▶ WORK INSTRUCTIONS:
Answer these from the CrowdStrike background text:
(a) In which city and state is CrowdStrike based, and in what year was it founded?
(b) About how many of the Fortune 500 companies is the company involved with?
(c) Through what does the Falcon platform deliver its detections, protection and threat hunting?

▶ GIVEN TEXT:

Event Overview
Background
CrowdStrike, based in Austin, Texas, is a global cybersecurity firm founded in 2011, and according to the company’s
website has almost a dozen security and IT tools, is involved with about 300 of the Fortune 500 companies, six out
of the top 10 health care providers, eight of the top 10 financial services firm, and eight of the top 10 technology
firms. CrowdStrike has an advanced cloud-native platform for protecting endpoints, cloud workloads, identities and
data. The CrowdStrike Falcon platform1 leverages real-time indicators of attack, threat intelligence on
evolving
adversary tradecraft and enriched telemetry from across the enterprise to deliver hyper-accurate detections,
automated protection and remediation, elite threat hunting and prioritized observability of vulnerabilities — all
through a single, lightweight agent.

▶ ENTRIES SHOWN:
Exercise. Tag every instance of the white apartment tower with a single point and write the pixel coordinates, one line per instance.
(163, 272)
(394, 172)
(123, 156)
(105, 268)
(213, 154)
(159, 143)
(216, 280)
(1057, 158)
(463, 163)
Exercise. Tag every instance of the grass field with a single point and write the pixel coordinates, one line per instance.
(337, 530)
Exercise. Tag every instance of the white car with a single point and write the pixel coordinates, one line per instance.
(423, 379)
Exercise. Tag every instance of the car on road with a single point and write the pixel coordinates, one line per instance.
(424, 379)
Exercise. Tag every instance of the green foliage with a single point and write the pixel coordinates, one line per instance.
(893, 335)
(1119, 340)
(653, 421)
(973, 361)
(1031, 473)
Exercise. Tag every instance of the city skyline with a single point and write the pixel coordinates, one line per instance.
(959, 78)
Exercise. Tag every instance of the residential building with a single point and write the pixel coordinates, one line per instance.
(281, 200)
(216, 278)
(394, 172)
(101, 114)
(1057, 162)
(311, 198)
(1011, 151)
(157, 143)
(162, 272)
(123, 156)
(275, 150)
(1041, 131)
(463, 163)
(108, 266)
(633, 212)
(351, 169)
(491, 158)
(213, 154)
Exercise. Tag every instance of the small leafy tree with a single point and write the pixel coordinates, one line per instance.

▶ EXPECTED ANSWER:
(a) Austin, Texas; 2011.
(b) About 300.
(c) A single, lightweight agent.